## WHAT THE TASK REQUIRES:
Copy out exactly the lines from the start of the data to the line containing "Annotation task — mark the bare". Include both.

## DATA IN THIS EXERCISE:
┄┄┄┄┄┄

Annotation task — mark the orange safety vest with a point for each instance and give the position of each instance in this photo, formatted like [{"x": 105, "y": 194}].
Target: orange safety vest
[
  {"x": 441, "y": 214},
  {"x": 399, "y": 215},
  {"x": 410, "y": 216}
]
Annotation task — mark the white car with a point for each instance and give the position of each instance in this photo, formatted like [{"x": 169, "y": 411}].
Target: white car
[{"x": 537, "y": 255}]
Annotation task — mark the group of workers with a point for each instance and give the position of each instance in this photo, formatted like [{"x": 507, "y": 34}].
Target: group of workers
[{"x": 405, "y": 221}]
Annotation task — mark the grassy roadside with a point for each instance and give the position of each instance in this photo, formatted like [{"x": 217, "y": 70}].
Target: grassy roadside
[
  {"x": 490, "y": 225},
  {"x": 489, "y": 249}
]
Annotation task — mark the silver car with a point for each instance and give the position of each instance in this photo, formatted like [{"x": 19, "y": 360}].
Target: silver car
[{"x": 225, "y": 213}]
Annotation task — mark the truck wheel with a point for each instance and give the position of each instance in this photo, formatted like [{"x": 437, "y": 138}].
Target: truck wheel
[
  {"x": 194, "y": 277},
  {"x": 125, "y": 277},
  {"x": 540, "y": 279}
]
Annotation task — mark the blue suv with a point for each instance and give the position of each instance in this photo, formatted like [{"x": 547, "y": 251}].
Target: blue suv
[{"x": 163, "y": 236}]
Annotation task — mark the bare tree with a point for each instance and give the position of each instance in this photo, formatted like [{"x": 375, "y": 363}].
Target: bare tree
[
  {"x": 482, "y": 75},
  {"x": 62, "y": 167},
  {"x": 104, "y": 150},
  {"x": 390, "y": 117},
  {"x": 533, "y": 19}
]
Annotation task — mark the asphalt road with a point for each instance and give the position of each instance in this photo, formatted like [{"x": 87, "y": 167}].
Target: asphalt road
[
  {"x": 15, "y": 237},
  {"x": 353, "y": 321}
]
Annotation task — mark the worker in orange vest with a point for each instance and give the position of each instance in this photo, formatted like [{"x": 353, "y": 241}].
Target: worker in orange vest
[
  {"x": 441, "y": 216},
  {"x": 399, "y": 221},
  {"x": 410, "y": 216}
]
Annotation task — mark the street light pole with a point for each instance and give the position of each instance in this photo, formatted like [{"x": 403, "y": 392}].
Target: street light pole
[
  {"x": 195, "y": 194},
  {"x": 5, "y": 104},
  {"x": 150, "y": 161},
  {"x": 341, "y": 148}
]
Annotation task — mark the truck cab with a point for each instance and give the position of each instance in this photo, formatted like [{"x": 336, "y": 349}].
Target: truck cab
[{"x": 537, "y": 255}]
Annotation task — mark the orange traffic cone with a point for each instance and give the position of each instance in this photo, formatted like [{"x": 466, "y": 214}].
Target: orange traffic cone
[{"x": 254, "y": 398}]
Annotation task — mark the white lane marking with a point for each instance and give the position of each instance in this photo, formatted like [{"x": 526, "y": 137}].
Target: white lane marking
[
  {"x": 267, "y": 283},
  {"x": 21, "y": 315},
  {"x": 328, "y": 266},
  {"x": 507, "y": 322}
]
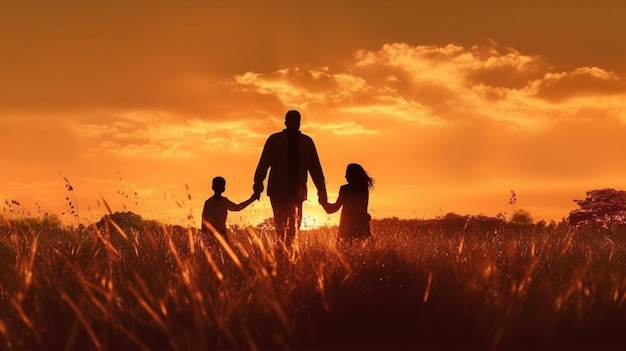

┄┄┄┄┄┄

## ANSWER TO THE EXERCISE:
Annotation task — mark the orange safety vest with a point for each instance and give the position of each instance in this photo, formatted like [{"x": 105, "y": 194}].
Target: orange safety vest
[
  {"x": 441, "y": 214},
  {"x": 399, "y": 215},
  {"x": 410, "y": 216}
]
Annotation task — mark the white car with a point for each instance and give the position of each instance in this photo, formatted like [{"x": 169, "y": 411}].
Target: white car
[{"x": 537, "y": 255}]
Annotation task — mark the group of workers with a point for each instance and give the position of each instance in this photo, formatted like [{"x": 507, "y": 34}].
Target: group of workers
[{"x": 405, "y": 221}]
Annotation task — mark the grassy roadside with a point for each instance and give the position of each instance in this photo, formatted like [{"x": 217, "y": 70}].
Target: grassy roadside
[
  {"x": 490, "y": 225},
  {"x": 489, "y": 249}
]
Annotation task — mark the silver car with a point for each instance and give the position of each instance in this photo, formatted like [{"x": 19, "y": 360}].
Target: silver car
[{"x": 225, "y": 213}]
Annotation task — mark the truck wheel with a point for each instance and give the position of each instance in this photo, formatted like [{"x": 437, "y": 138}].
Target: truck wheel
[
  {"x": 194, "y": 277},
  {"x": 125, "y": 277},
  {"x": 540, "y": 279}
]
Annotation task — mark the blue suv with a point for each instance and give the position of each instance in this photo, formatted like [{"x": 547, "y": 251}].
Target: blue suv
[{"x": 163, "y": 236}]
Annotation task — mark the bare tree with a point for each instance and give the position of each instance in this photo, formatted like [{"x": 375, "y": 363}].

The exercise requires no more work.